Start of GIVEN DATA

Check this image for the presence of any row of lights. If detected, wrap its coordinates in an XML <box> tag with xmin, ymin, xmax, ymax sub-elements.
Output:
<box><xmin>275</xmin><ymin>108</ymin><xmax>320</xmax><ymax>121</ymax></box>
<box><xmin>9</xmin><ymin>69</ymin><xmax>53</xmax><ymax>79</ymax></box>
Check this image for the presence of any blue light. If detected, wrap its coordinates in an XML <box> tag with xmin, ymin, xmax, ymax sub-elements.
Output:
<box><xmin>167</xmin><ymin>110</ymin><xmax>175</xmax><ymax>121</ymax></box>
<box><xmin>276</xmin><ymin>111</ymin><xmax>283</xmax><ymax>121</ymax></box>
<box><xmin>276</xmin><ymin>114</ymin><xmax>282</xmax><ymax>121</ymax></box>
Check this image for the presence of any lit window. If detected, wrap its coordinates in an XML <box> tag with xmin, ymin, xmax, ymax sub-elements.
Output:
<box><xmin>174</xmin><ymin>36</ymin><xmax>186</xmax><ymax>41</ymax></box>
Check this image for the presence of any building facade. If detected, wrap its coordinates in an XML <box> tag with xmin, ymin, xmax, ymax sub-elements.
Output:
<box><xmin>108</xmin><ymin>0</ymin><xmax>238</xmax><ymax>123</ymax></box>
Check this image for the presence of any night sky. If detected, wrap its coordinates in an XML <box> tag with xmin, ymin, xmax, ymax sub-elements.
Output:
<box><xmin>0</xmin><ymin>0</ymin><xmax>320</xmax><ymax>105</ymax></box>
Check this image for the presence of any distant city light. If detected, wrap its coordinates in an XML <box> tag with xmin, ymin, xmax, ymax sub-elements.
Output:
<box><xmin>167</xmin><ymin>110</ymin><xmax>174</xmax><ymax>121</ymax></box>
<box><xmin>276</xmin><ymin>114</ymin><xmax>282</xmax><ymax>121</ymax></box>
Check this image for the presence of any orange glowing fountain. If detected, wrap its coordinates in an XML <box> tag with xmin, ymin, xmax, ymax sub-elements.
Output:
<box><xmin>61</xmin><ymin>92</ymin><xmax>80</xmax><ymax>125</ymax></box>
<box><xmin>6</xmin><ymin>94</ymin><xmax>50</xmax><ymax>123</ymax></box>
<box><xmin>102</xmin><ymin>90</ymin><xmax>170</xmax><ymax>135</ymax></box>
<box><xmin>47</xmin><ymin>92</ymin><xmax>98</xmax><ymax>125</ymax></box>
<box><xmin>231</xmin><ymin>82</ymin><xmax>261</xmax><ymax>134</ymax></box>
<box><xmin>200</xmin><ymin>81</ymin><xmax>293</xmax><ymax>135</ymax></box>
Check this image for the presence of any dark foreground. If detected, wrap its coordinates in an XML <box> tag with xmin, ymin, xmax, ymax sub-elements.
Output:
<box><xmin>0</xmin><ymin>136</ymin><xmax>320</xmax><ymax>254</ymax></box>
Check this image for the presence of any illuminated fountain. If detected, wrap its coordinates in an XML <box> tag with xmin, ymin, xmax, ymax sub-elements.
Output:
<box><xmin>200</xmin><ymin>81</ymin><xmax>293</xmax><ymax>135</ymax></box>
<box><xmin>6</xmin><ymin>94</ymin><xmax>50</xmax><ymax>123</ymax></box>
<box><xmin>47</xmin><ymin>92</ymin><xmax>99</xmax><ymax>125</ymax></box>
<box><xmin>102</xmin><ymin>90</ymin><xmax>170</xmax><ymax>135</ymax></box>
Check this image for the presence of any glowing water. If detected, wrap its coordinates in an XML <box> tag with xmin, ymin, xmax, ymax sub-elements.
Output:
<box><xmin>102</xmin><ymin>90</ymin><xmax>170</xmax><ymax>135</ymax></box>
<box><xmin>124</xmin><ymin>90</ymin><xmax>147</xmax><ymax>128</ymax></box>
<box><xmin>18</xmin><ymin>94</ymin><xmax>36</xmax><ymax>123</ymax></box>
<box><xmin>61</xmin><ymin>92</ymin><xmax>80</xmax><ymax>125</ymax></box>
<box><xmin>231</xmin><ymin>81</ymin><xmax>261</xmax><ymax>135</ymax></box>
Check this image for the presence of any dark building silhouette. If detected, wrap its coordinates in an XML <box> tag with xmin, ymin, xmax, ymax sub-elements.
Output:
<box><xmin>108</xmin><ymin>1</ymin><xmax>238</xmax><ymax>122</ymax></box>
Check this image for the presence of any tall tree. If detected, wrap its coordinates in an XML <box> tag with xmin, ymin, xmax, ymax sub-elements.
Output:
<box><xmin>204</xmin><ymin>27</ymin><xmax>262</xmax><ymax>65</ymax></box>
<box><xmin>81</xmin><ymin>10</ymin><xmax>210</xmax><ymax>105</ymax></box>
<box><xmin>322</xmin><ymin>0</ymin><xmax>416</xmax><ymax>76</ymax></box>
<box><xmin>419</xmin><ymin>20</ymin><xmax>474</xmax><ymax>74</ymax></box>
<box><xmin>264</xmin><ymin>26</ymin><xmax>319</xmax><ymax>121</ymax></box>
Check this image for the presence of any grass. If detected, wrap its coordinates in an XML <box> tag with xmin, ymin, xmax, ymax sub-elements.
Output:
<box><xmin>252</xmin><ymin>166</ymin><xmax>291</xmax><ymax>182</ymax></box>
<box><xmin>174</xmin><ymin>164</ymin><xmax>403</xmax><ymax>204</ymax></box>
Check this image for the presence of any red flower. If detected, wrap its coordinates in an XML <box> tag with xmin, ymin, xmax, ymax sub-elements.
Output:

End of GIVEN DATA

TASK DIRECTIONS =
Please report how many lines of the material above contain the string "building", counting only case-sensitive matches. Give the number alone.

REPLY TO THE TASK =
2